- _SOURCE MATERIAL_
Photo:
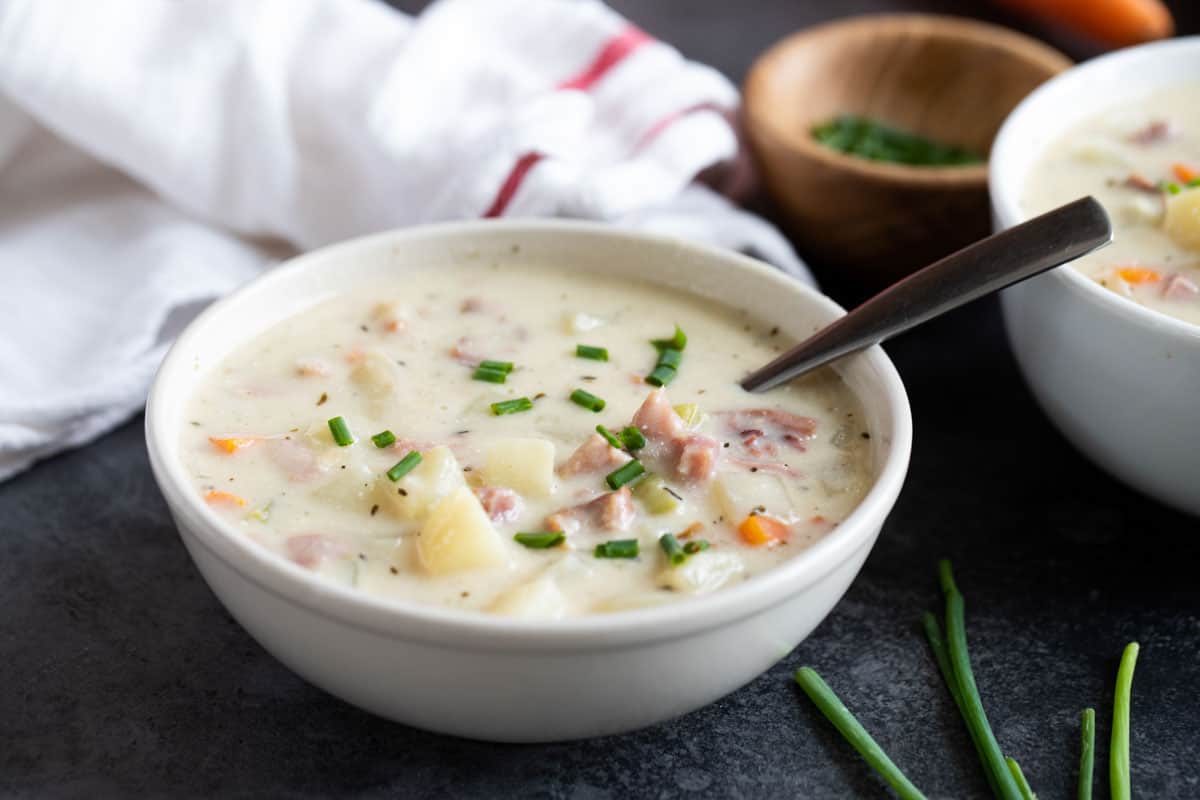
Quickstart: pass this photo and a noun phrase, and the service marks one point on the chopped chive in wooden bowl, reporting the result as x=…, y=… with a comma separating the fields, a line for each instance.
x=867, y=138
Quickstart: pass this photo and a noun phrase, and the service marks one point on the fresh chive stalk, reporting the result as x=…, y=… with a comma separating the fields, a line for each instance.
x=624, y=474
x=971, y=705
x=617, y=548
x=675, y=551
x=670, y=358
x=587, y=400
x=588, y=352
x=384, y=439
x=540, y=540
x=513, y=405
x=1019, y=776
x=631, y=438
x=1119, y=749
x=1086, y=752
x=490, y=376
x=405, y=465
x=610, y=437
x=341, y=432
x=855, y=733
x=677, y=342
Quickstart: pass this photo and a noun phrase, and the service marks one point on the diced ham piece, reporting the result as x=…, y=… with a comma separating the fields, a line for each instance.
x=1180, y=288
x=1153, y=133
x=310, y=549
x=295, y=458
x=690, y=456
x=499, y=504
x=592, y=456
x=610, y=511
x=697, y=457
x=657, y=420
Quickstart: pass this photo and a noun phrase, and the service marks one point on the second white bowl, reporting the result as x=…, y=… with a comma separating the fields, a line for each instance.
x=1120, y=380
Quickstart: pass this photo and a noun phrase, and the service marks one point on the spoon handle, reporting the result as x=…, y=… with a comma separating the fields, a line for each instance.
x=988, y=265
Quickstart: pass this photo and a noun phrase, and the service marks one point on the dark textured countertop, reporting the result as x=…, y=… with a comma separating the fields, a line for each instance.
x=121, y=674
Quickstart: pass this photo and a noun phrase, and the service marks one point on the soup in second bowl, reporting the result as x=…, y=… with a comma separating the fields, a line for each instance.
x=1143, y=162
x=523, y=441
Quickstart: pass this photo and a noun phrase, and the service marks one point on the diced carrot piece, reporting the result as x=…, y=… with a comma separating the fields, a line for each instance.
x=1139, y=275
x=216, y=497
x=1183, y=173
x=233, y=444
x=760, y=529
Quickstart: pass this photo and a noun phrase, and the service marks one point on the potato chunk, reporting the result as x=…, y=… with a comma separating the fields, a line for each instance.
x=1182, y=221
x=538, y=599
x=526, y=465
x=414, y=495
x=459, y=536
x=703, y=572
x=739, y=493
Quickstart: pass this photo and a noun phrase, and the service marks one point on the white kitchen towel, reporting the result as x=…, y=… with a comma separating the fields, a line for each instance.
x=155, y=154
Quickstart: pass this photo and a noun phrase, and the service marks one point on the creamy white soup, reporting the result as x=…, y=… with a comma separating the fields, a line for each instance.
x=523, y=441
x=1141, y=161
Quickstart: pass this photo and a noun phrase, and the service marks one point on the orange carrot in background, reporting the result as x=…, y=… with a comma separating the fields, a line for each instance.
x=1139, y=275
x=1183, y=173
x=1115, y=23
x=215, y=497
x=232, y=444
x=760, y=529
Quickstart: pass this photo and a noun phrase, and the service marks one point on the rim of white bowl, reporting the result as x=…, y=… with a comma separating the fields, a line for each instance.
x=1005, y=185
x=477, y=630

- _WHAT THE EXERCISE ASKS_
Turn every one of the lines above into a numbered list, skipping any blank lines. Leave the pictures out of your answer.

- _PROBLEM SOLUTION_
1. Photo:
2. Quickstart: pass this photo and a noun phrase, and the service marks one point on the chopped chive in wooden bowl, reporting the result as x=…, y=… with a comma separating the fields, a line for each instance.
3. x=867, y=138
4. Quickstart: pass this photo and a noun phrase, and the service marks one point on the fresh chive stalk, reporting the result as x=…, y=… with a comma separating the fields, a line for each instance.
5. x=624, y=474
6. x=971, y=705
7. x=617, y=548
8. x=675, y=551
9. x=670, y=358
10. x=587, y=400
11. x=588, y=352
12. x=384, y=439
13. x=540, y=540
14. x=513, y=405
15. x=1019, y=776
16. x=631, y=438
17. x=1119, y=749
18. x=1086, y=752
19. x=490, y=376
20. x=405, y=465
21. x=610, y=437
22. x=341, y=432
23. x=855, y=733
24. x=677, y=342
25. Quickstart: pass this photo and a noun phrase, and the service marks one point on the diced ham piece, reporting the result as x=…, y=… with a comma separating the fields, a line for each instance.
26. x=1180, y=288
27. x=1153, y=133
28. x=310, y=549
29. x=295, y=458
30. x=690, y=456
31. x=499, y=504
32. x=592, y=456
33. x=610, y=511
34. x=697, y=457
35. x=657, y=420
36. Quickstart: pass this photo and a noun phrase, and the service marks one point on the second white bowl, reporting the result as x=…, y=… with a comma separating the fields, a line for each instance.
37. x=1120, y=380
38. Quickstart: pass this photo and a noun phrase, and the service marks one point on the spoon handle, reporting the result as x=…, y=… with a comma separating the fields, a line for each instance.
39. x=988, y=265
40. Quickstart: pass this photo and a noun phrase, and the service marks one point on the dark textured countertop, reporting the result as x=…, y=… with a comma separating the fields, a line for each instance.
41. x=121, y=674
42. Quickstart: pass this photo and a noun phrase, and the service marks one point on the soup in second bowl, reporting the result as x=…, y=… with a comma separating the fields, a line for each instance.
43. x=1143, y=162
44. x=523, y=441
45. Quickstart: pass this photo and a noun phrase, and the service marks one point on the diced carrot piece, reporting the result as x=…, y=… with a comma separating the fields, a line for each instance.
46. x=1139, y=275
47. x=216, y=497
48. x=1183, y=173
49. x=233, y=444
50. x=760, y=529
51. Quickstart: pass this photo and a noun phrase, and the service marks one point on the potato chunk, reporting the result as x=…, y=… with a comma separating the fields, a line for each instance.
52. x=1182, y=221
53. x=538, y=599
54. x=526, y=465
55. x=414, y=495
56. x=459, y=536
57. x=703, y=572
58. x=739, y=493
59. Quickstart: pass this photo and a noun phrase, and the service marks one point on the white kitchen towel, reporting the result as x=…, y=… with a comma separating the fields, a line for each instance.
60. x=155, y=154
61. Quickstart: pass this photo and a noun phrase, and the service marks one point on the creamy white soup, reporting the result as x=…, y=… with a comma separating the fields, a line for each instance.
62. x=523, y=441
63. x=1141, y=161
64. Quickstart: pass this photo and a noun phrase, and the service marks one point on the orange carrot in background, reporting the result as x=…, y=… with a comma separating the fields, a line for each instance.
65. x=1139, y=275
66. x=1183, y=173
67. x=1115, y=23
68. x=215, y=497
69. x=232, y=444
70. x=760, y=529
71. Quickstart: pass this photo and a noun phrase, and the service marks one point on the rim of white bowl, reporting the result as x=…, y=… with a comma separating the fields, a line for each instance.
72. x=1005, y=185
73. x=477, y=630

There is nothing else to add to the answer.